• **Your goal**
Substitute "foreground clicks" for every occurrence of "positive clicks" in the records below. Leave everything else unchanged.

[[ Provided information open ]]

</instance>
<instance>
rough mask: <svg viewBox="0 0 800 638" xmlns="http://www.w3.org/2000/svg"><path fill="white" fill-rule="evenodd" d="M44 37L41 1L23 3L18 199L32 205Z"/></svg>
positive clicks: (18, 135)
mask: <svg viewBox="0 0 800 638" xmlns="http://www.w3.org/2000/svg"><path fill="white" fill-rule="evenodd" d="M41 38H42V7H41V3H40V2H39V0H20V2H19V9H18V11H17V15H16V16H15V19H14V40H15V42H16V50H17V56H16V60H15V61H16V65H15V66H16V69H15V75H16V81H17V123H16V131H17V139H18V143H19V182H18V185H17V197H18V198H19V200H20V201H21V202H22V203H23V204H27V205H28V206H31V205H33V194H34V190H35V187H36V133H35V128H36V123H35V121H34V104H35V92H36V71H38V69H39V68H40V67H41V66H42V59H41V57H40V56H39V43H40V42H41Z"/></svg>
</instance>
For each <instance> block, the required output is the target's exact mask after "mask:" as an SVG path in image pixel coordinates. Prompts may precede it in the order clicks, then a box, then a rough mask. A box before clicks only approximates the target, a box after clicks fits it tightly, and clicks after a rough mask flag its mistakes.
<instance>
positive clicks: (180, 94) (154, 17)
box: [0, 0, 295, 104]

[[ Provided information closed ]]

• **Solution to this exercise**
</instance>
<instance>
rough mask: <svg viewBox="0 0 800 638" xmlns="http://www.w3.org/2000/svg"><path fill="white" fill-rule="evenodd" d="M44 37L41 1L23 3L18 199L32 205Z"/></svg>
foreground clicks: (18, 135)
mask: <svg viewBox="0 0 800 638" xmlns="http://www.w3.org/2000/svg"><path fill="white" fill-rule="evenodd" d="M41 38H42V7H41V3H40V2H39V0H20V2H19V9H18V11H17V15H16V16H15V19H14V40H15V42H16V50H17V56H16V60H15V61H16V65H15V66H16V69H15V75H16V81H17V123H16V131H17V139H18V143H19V182H18V185H17V197H18V198H19V200H20V201H21V202H22V203H23V204H27V205H28V206H31V205H33V194H34V190H35V187H36V133H35V128H36V123H35V121H34V104H35V92H36V71H38V69H39V68H40V67H41V66H42V59H41V57H40V56H39V43H40V42H41Z"/></svg>
</instance>
For each <instance> block, the required output is the target's exact mask after "mask:" as an SVG path in image pixel coordinates. Prompts may precede it in the order clicks, then a box, then a rough mask. A box before clicks only approximates the target, a box after clicks fits it tightly, and clicks after a rough mask flag its mistakes.
<instance>
foreground clicks: (180, 94) (154, 17)
box: [0, 0, 295, 104]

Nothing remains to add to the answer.